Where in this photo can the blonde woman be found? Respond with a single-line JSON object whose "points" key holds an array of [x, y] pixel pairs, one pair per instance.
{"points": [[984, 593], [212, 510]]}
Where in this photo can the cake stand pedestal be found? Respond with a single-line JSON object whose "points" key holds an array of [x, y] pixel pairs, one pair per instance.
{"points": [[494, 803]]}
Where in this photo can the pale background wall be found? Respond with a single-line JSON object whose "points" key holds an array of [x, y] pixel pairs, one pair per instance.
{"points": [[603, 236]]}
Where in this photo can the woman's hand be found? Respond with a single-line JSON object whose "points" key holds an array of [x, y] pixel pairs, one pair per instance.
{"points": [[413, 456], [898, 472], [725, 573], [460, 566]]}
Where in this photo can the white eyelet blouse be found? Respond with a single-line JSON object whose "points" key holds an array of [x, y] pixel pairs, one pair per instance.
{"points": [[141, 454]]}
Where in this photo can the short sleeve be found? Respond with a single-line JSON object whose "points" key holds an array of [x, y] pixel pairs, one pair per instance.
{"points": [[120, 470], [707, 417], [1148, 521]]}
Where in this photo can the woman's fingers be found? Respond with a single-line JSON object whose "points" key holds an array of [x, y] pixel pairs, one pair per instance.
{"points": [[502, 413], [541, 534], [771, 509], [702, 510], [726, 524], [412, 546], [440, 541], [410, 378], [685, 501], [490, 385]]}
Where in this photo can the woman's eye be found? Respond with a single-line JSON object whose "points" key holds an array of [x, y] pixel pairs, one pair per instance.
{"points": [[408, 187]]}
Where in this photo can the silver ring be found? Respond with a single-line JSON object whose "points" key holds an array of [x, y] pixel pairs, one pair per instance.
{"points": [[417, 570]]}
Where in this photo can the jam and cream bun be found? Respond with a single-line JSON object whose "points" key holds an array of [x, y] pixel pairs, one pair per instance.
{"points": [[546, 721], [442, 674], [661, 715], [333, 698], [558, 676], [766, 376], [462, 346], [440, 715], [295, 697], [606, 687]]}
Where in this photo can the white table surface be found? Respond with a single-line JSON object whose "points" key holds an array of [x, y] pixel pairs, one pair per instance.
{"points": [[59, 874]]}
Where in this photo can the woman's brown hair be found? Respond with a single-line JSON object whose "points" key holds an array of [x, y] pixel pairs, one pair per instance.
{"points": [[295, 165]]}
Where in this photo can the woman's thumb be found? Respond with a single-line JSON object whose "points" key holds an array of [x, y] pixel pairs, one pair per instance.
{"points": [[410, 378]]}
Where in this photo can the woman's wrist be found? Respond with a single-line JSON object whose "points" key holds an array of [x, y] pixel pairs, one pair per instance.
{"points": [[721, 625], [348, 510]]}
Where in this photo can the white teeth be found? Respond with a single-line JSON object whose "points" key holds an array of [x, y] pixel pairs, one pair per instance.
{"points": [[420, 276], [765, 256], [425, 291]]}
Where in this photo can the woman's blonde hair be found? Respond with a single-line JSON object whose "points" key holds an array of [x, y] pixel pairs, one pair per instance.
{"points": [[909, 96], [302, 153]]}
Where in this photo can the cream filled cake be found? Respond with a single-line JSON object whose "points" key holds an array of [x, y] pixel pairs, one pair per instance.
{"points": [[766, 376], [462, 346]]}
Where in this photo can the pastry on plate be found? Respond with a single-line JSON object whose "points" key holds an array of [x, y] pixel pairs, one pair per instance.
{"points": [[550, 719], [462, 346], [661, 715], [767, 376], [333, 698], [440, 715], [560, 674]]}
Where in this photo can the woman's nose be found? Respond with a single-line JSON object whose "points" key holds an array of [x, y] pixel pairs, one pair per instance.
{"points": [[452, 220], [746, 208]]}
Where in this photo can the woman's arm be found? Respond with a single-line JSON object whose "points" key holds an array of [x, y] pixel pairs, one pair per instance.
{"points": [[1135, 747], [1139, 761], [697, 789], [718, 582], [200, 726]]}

- _Task instructions_: Set down, unchanged, the part of the rows above that opens with the line containing "Where in this photo can the woman's nose" and runs through the end of the rows, with both ends included.

- _Response for this exercise_:
Where in this photo can the woman's nose be found? Respond with a single-line JSON object whose "points" key holds an array of [x, y] pixel pairs, one pair per instance.
{"points": [[452, 220], [746, 208]]}
Where in this photo can the woman's arm be found? Respond with a single-line JSON object whose "points" key holds an array of [x, y] pixel pairs, one pair per instance.
{"points": [[1135, 747], [1139, 761], [697, 789], [718, 582], [200, 726]]}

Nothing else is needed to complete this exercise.